── Texte source
Cette semaine, je discutais avec un
quarantenaire qui me disait que pour rien au monde il ne souhaiterait retrouver
ces 20 ans ; la faute à la conjoncture actuelle, le chômage, la crise…
Face à ses affirmations, je n’ai pas trop su quoi répondre à part un étrange « oh,
ça va, on arrive à survivre ». Qu’aurais je pu répondre ? « Tu
as raison, c’était mieux avant » ? Mais avant quoi ?
J’ai grandi en entendant deux discours différents ; d’un
coté, celui de mes parents ayant connu une France avec le plein emploi, et qui
proclame haut et fort que si on veut vraiment bosser, on trouve forcement du
travail. De l’autre, celui des médias annonçant régulièrement la fermeture de
grandes usines et la hausse du chiffre du chômage. Du coup, moi au milieu, je
me suis sentie légèrement perdue.
────
* [Objectif 1]
Pour chacune des affirmations suivantes, indiquez par oui ou par non si elle concorde avec le texte source, et citez à l'identique les mots du texte qui permettent de trancher.
(a) Le quarantenaire aimerait retrouver ses 20 ans.
(b) Les parents évoqués ont connu une France avec le plein emploi.
(c) Les médias annoncent régulièrement l'ouverture de grandes usines.
* [Objectif 2] Restituez mot pour mot le passage du texte source qui va de « J’ai grandi en » jusqu'à « sentie légèrement perdue. » inclus.
── Données brutes
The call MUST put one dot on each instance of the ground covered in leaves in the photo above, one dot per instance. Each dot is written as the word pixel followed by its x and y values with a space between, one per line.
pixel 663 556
────
* [Réponse rédigée 1]
(a) Non : « pour rien au monde il ne souhaiterait retrouver ces 20 ans »
(b) Oui : « celui de mes parents ayant connu une France avec le plein emploi »
(c) Non : « celui des médias annonçant régulièrement la fermeture de grandes usines »

* [Réponse rédigée 2]
J’ai grandi en entendant deux discours différents ; d’un
coté, celui de mes parents ayant connu une France avec le plein emploi, et qui
proclame haut et fort que si on veut vraiment bosser, on trouve forcement du
travail. De l’autre, celui des médias annonçant régulièrement la fermeture de
grandes usines et la hausse du chiffre du chômage. Du coup, moi au milieu, je
me suis sentie légèrement perdue.